● Exercise description: Count the lines in the records below that contain the string "positive", treating uppercase and lowercase as different. Reply with the number alone.
---
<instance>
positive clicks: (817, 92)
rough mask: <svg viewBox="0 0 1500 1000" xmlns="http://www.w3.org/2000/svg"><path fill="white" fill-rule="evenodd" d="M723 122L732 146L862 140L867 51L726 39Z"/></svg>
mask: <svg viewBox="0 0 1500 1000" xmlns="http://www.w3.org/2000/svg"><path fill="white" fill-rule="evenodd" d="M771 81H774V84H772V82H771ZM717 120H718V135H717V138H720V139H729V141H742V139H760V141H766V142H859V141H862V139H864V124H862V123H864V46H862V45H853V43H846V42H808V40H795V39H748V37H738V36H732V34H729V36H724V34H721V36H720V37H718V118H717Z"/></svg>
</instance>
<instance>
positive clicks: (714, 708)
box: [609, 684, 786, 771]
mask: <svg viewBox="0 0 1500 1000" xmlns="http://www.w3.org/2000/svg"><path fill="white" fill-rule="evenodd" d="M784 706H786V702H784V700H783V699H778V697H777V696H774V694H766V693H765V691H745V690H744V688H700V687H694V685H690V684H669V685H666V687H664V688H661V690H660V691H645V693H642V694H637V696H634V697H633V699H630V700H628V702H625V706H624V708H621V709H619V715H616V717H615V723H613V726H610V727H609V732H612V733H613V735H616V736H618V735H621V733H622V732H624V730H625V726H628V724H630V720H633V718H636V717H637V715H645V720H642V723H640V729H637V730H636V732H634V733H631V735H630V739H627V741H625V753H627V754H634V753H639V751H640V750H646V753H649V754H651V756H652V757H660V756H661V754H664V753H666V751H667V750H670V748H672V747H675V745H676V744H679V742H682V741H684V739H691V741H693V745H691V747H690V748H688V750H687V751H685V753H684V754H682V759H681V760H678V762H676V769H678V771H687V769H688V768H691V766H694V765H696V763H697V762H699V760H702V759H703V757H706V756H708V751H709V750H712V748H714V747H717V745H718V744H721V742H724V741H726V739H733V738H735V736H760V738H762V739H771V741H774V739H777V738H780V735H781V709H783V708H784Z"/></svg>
---
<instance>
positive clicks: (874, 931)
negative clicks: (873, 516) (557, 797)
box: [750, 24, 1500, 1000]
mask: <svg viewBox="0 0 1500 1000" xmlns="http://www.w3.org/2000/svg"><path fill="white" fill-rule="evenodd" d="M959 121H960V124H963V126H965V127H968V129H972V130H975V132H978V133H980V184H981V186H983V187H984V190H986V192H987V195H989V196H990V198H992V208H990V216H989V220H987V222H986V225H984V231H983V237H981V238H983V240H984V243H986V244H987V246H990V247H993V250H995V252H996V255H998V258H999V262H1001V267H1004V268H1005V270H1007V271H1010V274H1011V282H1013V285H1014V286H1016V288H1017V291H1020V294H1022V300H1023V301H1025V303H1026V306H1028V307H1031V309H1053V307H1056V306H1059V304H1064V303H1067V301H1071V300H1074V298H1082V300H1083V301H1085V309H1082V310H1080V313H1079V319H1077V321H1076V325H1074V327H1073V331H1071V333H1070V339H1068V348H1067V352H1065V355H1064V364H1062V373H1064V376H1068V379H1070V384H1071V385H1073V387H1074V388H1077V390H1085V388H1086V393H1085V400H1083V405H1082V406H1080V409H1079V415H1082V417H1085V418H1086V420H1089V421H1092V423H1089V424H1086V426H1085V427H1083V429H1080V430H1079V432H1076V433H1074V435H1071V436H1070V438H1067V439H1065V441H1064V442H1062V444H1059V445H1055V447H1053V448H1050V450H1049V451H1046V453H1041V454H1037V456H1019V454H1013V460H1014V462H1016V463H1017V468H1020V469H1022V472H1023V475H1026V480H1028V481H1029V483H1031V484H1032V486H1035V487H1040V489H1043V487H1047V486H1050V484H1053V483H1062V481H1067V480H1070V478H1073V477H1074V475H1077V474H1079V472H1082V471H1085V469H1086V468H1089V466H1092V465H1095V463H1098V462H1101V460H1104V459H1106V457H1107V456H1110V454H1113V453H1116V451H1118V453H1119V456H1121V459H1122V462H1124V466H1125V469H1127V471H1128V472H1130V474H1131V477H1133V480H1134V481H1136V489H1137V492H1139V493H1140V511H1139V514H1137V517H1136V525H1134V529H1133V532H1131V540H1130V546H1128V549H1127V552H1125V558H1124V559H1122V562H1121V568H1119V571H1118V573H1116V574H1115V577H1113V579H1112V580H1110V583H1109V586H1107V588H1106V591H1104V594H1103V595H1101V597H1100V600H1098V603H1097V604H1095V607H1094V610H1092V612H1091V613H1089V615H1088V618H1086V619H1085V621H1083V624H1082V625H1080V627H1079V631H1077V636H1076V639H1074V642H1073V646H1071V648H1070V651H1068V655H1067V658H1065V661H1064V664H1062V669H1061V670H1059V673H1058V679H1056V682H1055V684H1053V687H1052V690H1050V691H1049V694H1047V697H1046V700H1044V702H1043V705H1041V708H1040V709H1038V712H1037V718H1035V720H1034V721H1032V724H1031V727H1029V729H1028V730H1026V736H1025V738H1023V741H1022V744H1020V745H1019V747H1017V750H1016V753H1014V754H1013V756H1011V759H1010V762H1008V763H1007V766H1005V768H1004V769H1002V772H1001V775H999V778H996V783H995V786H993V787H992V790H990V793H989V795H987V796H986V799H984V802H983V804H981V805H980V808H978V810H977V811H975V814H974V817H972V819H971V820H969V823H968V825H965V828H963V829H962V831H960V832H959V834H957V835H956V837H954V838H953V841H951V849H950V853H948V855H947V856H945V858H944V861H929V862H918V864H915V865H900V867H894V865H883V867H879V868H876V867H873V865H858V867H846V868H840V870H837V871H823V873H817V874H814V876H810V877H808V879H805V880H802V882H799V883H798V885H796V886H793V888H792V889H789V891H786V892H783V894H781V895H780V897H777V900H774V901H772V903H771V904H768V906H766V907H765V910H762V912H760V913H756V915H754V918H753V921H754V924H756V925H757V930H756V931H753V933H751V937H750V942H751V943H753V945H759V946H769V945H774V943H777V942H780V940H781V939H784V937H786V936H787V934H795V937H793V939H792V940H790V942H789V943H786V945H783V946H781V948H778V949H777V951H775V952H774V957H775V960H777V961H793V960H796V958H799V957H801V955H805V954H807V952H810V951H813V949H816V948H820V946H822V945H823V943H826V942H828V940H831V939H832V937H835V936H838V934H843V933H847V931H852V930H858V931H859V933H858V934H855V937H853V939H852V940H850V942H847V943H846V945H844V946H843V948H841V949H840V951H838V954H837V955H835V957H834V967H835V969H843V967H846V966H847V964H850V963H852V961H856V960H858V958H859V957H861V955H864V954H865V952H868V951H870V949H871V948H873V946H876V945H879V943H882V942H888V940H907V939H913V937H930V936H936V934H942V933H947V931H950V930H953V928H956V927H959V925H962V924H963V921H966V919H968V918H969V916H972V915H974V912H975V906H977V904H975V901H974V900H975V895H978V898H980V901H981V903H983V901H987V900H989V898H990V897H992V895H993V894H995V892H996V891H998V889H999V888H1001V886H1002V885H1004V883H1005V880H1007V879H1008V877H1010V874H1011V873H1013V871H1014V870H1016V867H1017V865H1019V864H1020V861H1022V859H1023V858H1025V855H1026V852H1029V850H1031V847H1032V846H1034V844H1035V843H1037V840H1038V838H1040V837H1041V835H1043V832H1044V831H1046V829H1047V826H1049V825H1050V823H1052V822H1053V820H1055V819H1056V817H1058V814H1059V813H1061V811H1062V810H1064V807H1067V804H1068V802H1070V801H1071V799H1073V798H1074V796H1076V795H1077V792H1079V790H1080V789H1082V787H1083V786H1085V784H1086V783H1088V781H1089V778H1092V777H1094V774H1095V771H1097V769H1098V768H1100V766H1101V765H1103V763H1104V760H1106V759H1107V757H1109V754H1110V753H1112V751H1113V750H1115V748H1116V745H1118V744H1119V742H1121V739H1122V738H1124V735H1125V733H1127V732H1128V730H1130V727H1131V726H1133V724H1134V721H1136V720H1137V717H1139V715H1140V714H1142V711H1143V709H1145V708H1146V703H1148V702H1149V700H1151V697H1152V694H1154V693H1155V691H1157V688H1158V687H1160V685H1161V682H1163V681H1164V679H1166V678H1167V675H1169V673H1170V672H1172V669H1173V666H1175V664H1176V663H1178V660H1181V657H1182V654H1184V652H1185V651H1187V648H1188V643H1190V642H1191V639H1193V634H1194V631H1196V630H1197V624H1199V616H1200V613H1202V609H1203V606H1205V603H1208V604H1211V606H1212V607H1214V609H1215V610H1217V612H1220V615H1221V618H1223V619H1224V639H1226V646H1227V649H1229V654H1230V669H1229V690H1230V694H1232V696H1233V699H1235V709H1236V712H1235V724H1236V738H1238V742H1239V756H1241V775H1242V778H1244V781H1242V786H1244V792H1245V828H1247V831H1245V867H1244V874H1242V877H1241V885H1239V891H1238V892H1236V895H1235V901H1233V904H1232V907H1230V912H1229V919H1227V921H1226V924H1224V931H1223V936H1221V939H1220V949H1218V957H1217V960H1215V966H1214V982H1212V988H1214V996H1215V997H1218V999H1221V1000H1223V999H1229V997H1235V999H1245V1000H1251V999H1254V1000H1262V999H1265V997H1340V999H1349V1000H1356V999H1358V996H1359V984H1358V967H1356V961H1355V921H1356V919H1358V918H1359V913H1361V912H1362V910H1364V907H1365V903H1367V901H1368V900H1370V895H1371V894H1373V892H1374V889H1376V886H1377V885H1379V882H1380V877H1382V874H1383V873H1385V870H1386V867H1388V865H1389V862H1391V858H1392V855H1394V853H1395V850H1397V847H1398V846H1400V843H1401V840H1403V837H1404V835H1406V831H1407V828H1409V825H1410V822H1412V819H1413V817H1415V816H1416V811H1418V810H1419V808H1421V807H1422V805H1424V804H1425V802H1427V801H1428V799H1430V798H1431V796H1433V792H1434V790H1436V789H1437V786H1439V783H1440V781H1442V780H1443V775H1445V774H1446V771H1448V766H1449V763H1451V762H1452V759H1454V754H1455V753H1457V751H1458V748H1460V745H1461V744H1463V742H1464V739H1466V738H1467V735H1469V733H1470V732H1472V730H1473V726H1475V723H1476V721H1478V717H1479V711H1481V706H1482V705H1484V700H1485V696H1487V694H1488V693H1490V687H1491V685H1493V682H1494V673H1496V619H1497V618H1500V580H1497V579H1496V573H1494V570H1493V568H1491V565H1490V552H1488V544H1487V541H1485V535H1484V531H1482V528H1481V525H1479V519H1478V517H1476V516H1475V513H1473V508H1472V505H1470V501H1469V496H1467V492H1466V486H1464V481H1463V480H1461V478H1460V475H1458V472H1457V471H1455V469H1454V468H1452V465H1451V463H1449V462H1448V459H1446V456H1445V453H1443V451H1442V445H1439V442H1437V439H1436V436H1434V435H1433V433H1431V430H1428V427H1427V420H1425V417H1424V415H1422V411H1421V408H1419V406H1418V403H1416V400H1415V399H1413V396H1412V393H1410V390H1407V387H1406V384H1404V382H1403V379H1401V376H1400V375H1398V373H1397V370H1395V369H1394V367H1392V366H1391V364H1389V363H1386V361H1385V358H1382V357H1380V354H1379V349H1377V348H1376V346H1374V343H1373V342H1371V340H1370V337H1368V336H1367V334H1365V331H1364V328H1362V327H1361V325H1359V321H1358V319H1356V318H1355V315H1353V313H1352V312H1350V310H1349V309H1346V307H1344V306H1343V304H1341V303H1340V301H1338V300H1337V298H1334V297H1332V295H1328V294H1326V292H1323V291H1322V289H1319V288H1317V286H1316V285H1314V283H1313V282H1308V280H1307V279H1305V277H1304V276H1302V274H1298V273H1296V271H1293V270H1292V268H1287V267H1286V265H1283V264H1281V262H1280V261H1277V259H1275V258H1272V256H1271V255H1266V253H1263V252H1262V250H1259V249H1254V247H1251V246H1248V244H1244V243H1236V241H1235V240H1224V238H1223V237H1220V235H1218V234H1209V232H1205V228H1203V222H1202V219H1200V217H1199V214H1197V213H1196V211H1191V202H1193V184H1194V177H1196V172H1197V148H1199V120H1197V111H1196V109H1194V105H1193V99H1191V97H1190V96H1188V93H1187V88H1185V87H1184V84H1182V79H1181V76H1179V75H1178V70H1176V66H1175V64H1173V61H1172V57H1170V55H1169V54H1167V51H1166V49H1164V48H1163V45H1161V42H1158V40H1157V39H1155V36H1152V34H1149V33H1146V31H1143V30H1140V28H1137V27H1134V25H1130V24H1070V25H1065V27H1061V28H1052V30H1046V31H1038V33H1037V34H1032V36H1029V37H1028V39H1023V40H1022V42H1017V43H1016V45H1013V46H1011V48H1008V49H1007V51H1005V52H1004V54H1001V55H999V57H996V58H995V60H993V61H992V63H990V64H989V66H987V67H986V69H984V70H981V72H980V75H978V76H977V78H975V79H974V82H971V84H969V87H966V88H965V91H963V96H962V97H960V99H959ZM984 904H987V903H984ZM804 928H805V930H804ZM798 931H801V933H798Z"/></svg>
---
● Result of this task: 3